→ Task description
List every line in the items below that contains the string "window". Case counts.

→ Input rows
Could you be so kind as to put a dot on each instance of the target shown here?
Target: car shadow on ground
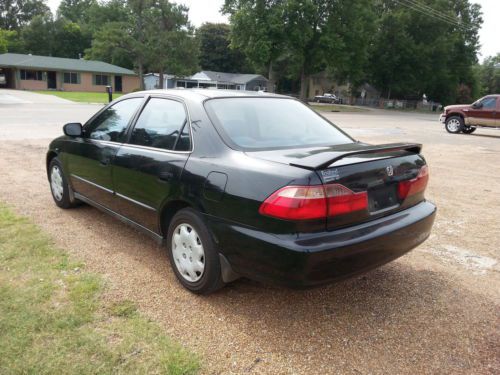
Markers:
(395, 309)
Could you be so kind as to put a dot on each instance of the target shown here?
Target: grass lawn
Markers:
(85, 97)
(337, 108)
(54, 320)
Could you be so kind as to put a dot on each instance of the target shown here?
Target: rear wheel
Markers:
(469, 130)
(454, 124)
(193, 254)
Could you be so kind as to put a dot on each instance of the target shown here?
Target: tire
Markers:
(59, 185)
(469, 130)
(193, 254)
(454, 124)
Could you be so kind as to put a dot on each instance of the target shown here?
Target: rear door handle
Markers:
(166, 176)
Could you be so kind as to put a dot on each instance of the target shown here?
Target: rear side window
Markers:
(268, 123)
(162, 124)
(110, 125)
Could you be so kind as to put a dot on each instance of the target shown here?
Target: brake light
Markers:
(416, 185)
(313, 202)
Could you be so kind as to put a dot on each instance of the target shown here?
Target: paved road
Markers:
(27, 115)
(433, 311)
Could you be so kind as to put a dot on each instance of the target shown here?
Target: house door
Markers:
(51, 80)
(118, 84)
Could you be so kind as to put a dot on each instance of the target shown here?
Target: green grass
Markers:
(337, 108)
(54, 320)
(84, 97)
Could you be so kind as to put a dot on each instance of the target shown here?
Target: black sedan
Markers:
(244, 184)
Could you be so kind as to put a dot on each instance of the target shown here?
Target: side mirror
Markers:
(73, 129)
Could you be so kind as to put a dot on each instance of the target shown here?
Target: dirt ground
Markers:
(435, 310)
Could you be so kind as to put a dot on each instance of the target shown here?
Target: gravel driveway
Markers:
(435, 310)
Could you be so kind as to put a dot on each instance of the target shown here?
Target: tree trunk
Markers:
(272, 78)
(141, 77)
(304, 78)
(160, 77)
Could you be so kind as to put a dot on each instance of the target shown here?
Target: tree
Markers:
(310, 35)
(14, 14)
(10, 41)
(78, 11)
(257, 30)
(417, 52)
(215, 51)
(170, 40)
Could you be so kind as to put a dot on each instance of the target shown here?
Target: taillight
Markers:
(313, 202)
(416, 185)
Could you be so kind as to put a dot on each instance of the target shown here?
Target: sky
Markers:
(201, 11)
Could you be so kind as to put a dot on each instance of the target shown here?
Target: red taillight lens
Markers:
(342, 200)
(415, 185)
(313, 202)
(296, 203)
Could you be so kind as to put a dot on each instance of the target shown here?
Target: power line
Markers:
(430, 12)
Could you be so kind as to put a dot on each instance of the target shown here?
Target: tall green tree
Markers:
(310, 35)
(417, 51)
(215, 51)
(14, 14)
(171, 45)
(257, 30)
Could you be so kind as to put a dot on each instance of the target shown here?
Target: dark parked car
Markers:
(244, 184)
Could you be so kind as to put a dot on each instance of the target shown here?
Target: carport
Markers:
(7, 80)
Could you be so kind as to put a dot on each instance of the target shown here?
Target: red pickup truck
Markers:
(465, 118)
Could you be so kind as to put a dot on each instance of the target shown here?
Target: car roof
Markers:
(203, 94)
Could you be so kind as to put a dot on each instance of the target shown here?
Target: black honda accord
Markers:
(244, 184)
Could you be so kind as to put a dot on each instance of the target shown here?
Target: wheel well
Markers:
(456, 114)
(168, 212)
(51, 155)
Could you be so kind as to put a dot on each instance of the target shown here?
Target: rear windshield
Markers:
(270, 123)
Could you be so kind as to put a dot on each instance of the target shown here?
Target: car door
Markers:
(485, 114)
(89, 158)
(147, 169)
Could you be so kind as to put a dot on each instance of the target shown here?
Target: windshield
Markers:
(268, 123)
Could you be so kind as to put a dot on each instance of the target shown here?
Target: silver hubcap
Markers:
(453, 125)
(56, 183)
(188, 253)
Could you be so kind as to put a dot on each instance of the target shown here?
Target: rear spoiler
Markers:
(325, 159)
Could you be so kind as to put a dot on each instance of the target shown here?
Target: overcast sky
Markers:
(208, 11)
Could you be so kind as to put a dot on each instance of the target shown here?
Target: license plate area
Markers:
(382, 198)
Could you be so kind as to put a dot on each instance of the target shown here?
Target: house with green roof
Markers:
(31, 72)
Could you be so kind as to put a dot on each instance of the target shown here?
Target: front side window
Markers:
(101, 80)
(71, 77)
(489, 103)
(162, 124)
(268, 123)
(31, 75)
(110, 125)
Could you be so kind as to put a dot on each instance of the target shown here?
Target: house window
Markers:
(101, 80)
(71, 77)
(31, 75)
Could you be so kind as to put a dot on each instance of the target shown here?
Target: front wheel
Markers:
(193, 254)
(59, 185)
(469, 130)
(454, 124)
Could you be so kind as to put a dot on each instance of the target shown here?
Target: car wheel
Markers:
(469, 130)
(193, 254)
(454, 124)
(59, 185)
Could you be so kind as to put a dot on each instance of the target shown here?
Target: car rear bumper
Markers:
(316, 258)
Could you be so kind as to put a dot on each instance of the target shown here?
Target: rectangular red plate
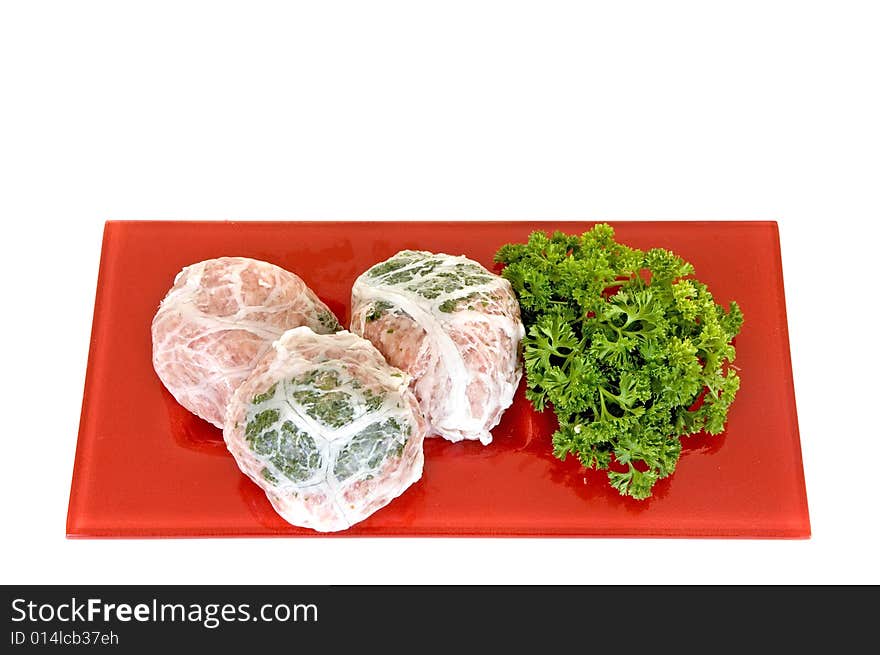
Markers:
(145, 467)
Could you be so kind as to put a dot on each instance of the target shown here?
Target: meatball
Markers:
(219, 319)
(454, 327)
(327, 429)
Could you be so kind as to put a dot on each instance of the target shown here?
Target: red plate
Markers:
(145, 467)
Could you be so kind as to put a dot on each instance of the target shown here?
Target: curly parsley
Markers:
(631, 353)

→ Task result
Target: rear side window
Target: front side window
Target: house window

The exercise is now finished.